STATED PROBLEM: Type the records out again in full, exactly.

*** AVAILABLE RECORDS ***

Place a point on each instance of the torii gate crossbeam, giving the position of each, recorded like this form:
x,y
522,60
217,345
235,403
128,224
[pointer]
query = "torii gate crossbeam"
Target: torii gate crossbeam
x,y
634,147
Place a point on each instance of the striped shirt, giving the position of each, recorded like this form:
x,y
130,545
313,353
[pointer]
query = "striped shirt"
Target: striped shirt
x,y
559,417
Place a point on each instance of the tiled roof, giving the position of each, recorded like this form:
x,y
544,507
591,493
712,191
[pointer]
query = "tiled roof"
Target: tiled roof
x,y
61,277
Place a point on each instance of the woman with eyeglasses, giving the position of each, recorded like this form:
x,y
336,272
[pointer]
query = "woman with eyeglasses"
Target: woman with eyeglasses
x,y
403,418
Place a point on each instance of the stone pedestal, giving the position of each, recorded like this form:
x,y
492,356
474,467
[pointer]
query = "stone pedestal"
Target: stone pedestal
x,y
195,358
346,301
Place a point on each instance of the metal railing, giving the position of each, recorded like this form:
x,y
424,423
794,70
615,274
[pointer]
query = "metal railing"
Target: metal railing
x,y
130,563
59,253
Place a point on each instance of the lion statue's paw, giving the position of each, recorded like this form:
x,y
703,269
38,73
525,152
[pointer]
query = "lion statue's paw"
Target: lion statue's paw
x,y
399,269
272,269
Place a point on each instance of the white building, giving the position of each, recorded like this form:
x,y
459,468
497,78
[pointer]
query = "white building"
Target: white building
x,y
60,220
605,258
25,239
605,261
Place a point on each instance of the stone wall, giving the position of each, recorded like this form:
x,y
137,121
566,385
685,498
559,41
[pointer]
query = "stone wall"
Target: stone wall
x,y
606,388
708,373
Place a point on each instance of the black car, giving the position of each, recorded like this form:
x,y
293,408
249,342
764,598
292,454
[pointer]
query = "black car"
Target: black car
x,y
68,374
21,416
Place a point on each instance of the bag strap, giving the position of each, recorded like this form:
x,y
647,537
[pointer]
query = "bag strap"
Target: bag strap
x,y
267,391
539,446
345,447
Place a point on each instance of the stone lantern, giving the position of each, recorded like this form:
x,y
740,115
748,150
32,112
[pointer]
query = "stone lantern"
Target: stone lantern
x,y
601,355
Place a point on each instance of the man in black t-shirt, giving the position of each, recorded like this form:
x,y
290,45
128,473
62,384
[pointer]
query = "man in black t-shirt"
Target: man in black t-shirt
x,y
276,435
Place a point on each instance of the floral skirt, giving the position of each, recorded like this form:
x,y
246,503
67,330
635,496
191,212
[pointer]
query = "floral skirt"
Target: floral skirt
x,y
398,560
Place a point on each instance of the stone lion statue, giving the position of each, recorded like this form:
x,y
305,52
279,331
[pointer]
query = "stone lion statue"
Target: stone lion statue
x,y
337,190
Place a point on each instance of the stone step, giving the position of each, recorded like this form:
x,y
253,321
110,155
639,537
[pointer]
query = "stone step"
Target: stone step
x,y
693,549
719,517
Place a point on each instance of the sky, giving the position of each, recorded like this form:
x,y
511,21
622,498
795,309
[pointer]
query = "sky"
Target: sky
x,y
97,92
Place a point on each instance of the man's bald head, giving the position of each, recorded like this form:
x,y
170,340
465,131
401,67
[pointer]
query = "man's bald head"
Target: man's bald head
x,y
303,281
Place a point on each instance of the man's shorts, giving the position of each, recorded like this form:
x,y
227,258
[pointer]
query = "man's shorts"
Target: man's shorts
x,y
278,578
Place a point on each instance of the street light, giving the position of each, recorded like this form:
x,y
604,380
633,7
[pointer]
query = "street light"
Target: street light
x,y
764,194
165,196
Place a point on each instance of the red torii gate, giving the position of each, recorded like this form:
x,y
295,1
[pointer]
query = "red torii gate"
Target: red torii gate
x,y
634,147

***

EXPECTED ANSWER:
Place a point on each instance of the torii gate crossbeam, giving the position of each, recorded like this form:
x,y
522,60
217,345
235,403
128,224
[pointer]
query = "torii gate crossbeam"
Target: torii gate crossbeam
x,y
634,147
Place a point on each instance of the striped shirt, giving the position of each, recorded like this form:
x,y
130,545
313,353
[pointer]
query = "striped shirt"
Target: striped shirt
x,y
559,417
Place a point on each instance of the tiled roof, giving the position of each, recorded like this form:
x,y
544,507
591,493
712,191
[pointer]
query = "tiled roof"
Target: tiled roof
x,y
61,277
Place a point on each instance of the woman with eyeglasses, giving the position of each, recorded like this form:
x,y
336,272
[pointer]
query = "woman with eyeglasses"
Target: woman with eyeglasses
x,y
403,418
Place a point on each instance of the stone pedestal, giving the position of each, recorded like this form:
x,y
492,356
474,467
[pointer]
query = "stone pedestal"
Target: stone pedestal
x,y
195,358
346,301
Place a point on each instance of the metal railing, giving the position of each, recorded like this form:
x,y
424,423
794,70
615,274
[pointer]
query = "metal railing"
Target: metal railing
x,y
130,563
59,253
Place a point on each instance of the lion statue's paw, giving the position of each, recorded like this form:
x,y
703,269
38,73
525,152
[pointer]
query = "lion statue's paw"
Target: lion statue's paw
x,y
399,269
272,269
Place a point on each instance of the white building, giving the position of each, recorded like this form:
x,y
459,468
497,78
[pointer]
query = "white building"
Target: white building
x,y
60,220
605,258
25,239
605,261
Place a point on each instance of the stone wall, giving the position of each, recorded like this form:
x,y
137,121
566,385
685,498
559,41
[pointer]
query = "stone wall"
Target: stone wall
x,y
606,388
708,373
Place a point on each instance of the black car, giving the position of each, recorded like this form:
x,y
293,408
249,342
764,598
292,454
[pointer]
query = "black car"
Target: black car
x,y
68,374
21,416
Place a point on each instance of the bag strap, giving the position of each, recorded like this form:
x,y
647,537
[pointer]
query = "bag strap"
Target: bag strap
x,y
267,391
539,446
345,447
Place a point on each instance of the stone lantern, giving the position of each, recorded like this form:
x,y
740,115
748,150
32,112
[pointer]
query = "stone lantern"
Target: stone lantern
x,y
601,355
Place a point on each instance of the man in black t-shirt, giving the position of each, recorded like this form:
x,y
290,45
128,473
62,384
[pointer]
query = "man in black t-shirt"
Target: man in black t-shirt
x,y
276,435
Place a point on each instance of the floral skirt, giving the position of each, recorded like this form:
x,y
246,503
67,330
635,496
191,212
[pointer]
query = "floral skirt"
Target: floral skirt
x,y
398,560
Place a point on each instance of the stone lion statue, giving the position of each, recorded like this form:
x,y
305,52
279,331
[pointer]
query = "stone lion statue"
Target: stone lion statue
x,y
337,190
Place a point on each instance of the stone step, giving the position of each, recorded like this form:
x,y
253,321
110,155
639,537
[pointer]
query = "stone step"
Target: stone step
x,y
693,549
719,517
Place a point on each instance of the sky, giving the position of each, recorded like this form:
x,y
511,21
622,498
795,309
[pointer]
query = "sky"
Target: sky
x,y
97,92
Place a point on each instance of the man's bald head, giving the position of each, recorded like this form:
x,y
170,340
465,131
401,67
[pointer]
query = "man's bald head"
Target: man's bald head
x,y
303,281
Place a point on each instance of the man's shorts, giving the position of each, recorded like this form:
x,y
227,258
[pointer]
query = "man's shorts"
Target: man's shorts
x,y
278,578
Place a point on each instance of the street light, giving the position of each, recorded like this form:
x,y
604,380
633,7
[pointer]
query = "street light"
Target: street light
x,y
764,194
165,196
Place a point on each instance of the red torii gate, giving the position of each, recorded like this form:
x,y
295,1
[pointer]
query = "red torii gate"
Target: red torii gate
x,y
634,147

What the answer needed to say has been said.